Directive 1
Translate this sentence from the text about Merzah the Mystic into Spanish: "They somehow know that Merzah was on the train, and so Matsu gives orders to lay a trap for Merzah."

Text segment
--- begin ---

Merzah the Mystic

First Appearances: Mystic Comics #4 (August 1940).
Golden Age Appearances: Mystic Comics #4.
Modern Appearances: None.
Years Active: 1940-?

"Merzah the Mystic fights international spies and saboteurs. By his amazing powers of thought transmission and mental telepathy he protects his country from the inroads of communism and fascism! Right here in America - there are more than 300,000 foreign spies!!"

The first panel shows Merzah, dressed in his red shirt (the kind with baggy sleeves that Yul Brynner wore in The King and I), gold cummerbund, and black jodhpurs; depending on my mood, the outfit is either laughable or kinda neat. We also see his "assistant," Diana, who is (of course) an attractive, buxom woman.

"On official business, Merzah and his assistant speed westward through the night!" (They're on a train, which of course was a much more common means of travel in 1940 than it is today.)

Merzah: "This unsinkable life boat could be a wonderful thing for our country, Diana!"

Diana: "Twelve o'clock. I think I'll turn in, Merzah!"

However, Merzah is suddenly seized by "a feeling of danger:"

Merzah: "Diana! Something tells me there's DANGER ahead! Porter! Stop the train!" (Geez, with all these exclamation points! It makes me feel! Like I'm reading! A Steve Englehart script!)

Sure enough, a saboteur has messed with a section of the rail on a bridge, and Merzah and Diana, having exited from the last car in the train, watch as the middle cars of the train fall into a ravine.

Merzah: "Come Diana, we must help the sufferers."

Then, at the bottom of the gorge, while they're standing around watching people climb from the train (big help you're giving, Merzah--what, didn't want to get your sash wet?), Merzah says, "...first I must know who did this awful thing! I see it!" And then we get a neat effect: inside Merzah's word-balloon is a picture of the man who gave the order, as well as his words "at 12 tonight!" I don't know who was the first to put pictures and pictograms in word and thought balloons, and it certainly predates Mystic Comics #4, but it's not something you saw, or see, a lot of in superhero comics. Impulse, obviously, does it, and one or two comics have done it since then, in imitation of Impulse (because it is a nice effect, and a very expressive one), but on the whole it's something that has been very rarely done over the decades.

Meanwhile, "in a distant city," the Japanese spy Matsu is meeting with his men. They somehow know that Merzah was on the train, and so Matsu gives orders to lay a trap for Merzah. At the Astor Hotel, where Merzah and Diana are staying, someone leaves a message for Merzah that, if he wants to meet Matsu, to go to a certain address. (Now, I know this is a trap, and you know this is a trap, but somehow that doesn't quite occur to Merzah) Merzah and Diana are driven to the address by their valet Jose, and Merzah warns him to "watch the telepathic recorder, Jose, - if there's trouble, I'll start `reaching' for you."

--- end ---

Stored data
--- begin ---

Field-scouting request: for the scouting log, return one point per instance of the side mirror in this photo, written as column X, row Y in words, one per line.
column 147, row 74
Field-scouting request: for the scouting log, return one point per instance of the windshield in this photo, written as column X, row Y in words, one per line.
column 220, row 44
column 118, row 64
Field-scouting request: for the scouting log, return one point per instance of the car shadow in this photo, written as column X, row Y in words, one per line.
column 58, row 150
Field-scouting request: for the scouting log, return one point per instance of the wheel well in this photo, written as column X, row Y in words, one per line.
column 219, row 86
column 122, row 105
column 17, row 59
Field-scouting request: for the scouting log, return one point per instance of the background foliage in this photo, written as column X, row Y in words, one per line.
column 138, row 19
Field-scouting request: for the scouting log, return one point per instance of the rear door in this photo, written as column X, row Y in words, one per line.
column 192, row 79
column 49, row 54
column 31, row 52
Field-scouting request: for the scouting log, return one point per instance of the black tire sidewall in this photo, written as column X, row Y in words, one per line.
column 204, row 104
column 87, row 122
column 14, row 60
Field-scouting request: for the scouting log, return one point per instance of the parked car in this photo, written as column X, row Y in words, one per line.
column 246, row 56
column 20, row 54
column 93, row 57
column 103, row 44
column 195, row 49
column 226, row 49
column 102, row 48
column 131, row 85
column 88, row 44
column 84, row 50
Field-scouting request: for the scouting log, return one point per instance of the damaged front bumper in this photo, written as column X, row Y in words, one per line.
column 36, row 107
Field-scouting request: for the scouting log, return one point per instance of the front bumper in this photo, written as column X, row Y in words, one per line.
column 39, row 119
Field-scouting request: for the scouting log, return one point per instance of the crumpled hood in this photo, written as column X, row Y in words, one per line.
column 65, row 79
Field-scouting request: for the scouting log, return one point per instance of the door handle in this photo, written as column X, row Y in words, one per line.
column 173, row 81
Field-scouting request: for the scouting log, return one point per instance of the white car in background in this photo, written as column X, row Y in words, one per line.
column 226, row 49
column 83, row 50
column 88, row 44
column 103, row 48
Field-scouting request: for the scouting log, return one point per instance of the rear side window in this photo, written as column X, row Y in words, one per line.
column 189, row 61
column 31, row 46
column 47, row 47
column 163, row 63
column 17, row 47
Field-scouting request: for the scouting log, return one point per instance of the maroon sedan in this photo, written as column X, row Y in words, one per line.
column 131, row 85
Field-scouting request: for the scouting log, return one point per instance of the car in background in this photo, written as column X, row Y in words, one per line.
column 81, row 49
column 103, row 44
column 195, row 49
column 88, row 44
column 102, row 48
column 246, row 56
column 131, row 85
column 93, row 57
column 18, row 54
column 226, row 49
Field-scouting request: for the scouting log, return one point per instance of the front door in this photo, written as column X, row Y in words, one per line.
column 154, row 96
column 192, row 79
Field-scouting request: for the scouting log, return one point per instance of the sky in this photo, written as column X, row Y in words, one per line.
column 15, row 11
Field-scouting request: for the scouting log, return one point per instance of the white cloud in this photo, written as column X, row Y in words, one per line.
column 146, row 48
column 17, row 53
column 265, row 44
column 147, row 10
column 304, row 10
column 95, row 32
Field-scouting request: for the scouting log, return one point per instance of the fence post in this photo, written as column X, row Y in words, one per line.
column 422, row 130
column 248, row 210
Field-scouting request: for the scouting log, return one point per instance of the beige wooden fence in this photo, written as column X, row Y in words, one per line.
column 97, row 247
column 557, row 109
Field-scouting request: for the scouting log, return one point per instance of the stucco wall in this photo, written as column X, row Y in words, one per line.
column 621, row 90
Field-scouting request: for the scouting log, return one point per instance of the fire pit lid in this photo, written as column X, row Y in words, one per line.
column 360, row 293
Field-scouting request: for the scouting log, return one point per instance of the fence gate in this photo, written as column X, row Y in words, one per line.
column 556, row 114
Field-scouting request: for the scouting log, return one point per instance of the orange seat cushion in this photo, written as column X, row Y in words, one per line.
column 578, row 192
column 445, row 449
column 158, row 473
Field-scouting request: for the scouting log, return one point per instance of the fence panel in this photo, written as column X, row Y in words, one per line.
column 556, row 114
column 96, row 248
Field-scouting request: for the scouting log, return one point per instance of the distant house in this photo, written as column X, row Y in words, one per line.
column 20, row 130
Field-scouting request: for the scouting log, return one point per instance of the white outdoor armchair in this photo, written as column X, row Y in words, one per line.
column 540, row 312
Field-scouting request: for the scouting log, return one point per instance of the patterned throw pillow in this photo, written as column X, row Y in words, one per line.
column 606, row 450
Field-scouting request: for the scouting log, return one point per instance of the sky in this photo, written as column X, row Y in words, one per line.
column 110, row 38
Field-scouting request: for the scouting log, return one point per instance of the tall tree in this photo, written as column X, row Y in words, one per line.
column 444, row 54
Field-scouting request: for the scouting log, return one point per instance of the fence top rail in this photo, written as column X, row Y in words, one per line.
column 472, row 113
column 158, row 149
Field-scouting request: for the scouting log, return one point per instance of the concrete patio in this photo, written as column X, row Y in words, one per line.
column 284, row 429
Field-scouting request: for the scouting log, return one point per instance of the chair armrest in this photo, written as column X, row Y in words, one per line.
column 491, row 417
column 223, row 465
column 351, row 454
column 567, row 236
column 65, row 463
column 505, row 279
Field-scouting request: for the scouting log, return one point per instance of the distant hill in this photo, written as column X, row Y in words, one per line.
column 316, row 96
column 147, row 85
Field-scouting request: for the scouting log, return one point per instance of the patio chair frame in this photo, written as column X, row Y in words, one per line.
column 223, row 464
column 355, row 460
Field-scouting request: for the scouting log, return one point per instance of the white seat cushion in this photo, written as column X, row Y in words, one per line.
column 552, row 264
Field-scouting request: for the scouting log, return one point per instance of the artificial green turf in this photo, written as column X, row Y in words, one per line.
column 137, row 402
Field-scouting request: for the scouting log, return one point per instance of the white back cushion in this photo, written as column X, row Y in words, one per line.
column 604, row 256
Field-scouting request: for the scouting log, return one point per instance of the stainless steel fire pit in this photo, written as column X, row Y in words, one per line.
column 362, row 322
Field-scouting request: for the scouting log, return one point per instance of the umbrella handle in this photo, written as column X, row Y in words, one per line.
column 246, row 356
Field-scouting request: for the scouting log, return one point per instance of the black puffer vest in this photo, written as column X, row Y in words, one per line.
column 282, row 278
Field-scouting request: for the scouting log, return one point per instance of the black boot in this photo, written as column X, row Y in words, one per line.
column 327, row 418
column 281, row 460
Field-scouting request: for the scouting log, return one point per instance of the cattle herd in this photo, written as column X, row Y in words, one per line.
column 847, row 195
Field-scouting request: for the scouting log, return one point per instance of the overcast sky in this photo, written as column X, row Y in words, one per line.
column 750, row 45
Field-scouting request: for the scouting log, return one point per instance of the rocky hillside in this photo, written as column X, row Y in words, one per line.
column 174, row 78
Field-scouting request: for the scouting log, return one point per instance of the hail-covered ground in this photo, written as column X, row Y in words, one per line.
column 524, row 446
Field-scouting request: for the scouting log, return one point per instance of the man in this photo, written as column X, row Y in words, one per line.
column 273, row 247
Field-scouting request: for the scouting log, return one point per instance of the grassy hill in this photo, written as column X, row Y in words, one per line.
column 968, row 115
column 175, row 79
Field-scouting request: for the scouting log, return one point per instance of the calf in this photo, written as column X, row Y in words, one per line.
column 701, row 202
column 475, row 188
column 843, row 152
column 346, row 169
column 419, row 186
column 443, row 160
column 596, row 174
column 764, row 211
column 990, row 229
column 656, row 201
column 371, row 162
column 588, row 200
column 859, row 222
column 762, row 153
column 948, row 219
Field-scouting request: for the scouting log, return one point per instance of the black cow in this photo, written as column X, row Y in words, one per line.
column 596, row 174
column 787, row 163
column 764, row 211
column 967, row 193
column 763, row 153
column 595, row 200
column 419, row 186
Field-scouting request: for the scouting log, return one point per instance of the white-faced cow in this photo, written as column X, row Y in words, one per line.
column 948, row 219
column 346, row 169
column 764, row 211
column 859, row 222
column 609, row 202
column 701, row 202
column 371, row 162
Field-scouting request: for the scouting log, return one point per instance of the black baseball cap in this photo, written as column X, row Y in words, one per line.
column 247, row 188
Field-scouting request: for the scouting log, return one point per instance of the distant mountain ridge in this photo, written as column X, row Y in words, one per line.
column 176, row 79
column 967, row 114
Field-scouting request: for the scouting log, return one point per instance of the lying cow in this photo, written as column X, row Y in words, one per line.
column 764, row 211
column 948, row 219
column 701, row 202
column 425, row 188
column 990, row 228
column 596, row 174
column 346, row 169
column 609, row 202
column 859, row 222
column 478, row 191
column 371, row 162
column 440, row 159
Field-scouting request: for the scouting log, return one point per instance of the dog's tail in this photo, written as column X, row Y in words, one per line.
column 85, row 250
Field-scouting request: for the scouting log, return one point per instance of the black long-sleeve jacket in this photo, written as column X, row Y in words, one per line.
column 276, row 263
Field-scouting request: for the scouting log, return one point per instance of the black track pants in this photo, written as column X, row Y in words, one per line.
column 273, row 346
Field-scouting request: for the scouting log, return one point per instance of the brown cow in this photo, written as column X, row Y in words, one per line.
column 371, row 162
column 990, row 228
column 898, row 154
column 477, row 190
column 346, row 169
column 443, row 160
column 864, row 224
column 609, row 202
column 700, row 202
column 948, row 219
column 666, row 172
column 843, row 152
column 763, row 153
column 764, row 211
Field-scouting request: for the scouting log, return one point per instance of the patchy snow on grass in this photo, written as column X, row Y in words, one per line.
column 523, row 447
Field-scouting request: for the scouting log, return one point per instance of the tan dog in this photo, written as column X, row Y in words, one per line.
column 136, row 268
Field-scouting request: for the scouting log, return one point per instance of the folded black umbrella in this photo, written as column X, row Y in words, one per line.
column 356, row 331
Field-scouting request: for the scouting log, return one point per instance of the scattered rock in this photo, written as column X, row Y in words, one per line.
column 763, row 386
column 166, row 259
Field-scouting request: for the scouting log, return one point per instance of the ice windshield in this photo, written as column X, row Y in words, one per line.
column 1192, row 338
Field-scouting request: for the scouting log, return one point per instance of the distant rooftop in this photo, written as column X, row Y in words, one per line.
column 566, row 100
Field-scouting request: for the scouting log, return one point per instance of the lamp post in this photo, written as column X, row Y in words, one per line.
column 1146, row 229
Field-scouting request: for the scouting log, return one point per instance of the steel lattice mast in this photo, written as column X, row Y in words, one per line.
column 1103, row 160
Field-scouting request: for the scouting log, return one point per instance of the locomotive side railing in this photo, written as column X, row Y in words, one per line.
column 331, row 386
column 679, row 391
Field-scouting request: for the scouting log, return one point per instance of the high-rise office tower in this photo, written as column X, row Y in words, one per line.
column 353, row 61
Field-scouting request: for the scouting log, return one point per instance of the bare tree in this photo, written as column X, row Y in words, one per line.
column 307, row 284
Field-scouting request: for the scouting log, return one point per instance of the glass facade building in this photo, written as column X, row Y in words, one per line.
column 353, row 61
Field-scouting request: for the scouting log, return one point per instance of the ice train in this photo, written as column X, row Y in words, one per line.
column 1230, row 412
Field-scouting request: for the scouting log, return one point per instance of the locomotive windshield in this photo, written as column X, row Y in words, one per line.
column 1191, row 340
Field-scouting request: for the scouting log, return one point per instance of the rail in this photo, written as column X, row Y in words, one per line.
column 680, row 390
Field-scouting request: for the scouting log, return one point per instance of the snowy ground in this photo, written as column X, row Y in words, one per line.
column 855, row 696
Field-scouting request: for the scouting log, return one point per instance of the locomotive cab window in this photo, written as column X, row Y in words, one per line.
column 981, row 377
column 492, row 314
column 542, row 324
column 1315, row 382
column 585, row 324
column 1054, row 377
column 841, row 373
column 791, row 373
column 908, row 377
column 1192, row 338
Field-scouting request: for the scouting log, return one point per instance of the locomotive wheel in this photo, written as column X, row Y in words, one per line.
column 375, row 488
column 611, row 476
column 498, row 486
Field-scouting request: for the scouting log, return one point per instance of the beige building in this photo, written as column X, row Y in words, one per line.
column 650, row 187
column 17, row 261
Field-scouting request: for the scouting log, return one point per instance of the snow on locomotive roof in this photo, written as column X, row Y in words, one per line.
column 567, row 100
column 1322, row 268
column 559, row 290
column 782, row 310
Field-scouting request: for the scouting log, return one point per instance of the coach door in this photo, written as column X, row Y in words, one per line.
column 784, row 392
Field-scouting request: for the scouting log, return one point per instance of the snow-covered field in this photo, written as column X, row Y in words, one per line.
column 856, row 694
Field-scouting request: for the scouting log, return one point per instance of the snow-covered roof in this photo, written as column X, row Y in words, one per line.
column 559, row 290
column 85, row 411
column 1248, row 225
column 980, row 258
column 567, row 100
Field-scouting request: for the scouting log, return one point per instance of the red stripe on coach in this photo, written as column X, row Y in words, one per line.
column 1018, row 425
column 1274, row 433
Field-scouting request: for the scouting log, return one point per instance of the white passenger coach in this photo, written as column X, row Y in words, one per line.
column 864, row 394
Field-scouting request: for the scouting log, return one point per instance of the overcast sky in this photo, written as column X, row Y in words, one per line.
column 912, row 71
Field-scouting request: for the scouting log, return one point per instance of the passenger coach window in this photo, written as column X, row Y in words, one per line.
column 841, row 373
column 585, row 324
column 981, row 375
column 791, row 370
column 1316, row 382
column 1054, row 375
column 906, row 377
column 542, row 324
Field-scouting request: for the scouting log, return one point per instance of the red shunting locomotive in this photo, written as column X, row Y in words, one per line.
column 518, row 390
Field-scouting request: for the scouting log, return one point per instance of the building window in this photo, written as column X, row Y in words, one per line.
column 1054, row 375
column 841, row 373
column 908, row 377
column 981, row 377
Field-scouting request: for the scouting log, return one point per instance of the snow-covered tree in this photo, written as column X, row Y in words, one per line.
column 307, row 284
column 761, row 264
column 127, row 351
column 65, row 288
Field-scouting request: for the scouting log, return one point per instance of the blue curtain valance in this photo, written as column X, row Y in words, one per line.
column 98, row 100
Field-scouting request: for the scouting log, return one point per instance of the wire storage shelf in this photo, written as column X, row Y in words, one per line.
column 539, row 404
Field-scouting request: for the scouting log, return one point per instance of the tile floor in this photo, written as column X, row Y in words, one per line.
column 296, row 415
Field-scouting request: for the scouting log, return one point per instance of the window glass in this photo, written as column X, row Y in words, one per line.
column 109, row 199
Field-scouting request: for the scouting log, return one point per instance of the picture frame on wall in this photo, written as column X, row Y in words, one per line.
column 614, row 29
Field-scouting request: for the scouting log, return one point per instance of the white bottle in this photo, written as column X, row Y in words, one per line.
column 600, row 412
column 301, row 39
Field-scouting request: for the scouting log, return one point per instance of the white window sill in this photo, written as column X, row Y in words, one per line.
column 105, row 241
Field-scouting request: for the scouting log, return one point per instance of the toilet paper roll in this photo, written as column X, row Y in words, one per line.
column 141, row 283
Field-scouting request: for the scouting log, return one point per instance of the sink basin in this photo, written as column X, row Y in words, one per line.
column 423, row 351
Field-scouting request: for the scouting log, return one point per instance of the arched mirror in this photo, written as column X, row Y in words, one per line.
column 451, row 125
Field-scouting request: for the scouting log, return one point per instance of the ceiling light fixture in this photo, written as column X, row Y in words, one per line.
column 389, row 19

--- end ---

Directive 2
Identify every line of the listing that contains the word "floor", and copy each of those lines. Case counts.

Worked solution 1
De algún modo saben que Merzah iba en el tren, así que Matsu da órdenes de tenderle una trampa a Merzah.

Worked solution 2
Field-scouting request: for the scouting log, return one point per instance of the tile floor in this photo, written as column X, row Y in words, one per line.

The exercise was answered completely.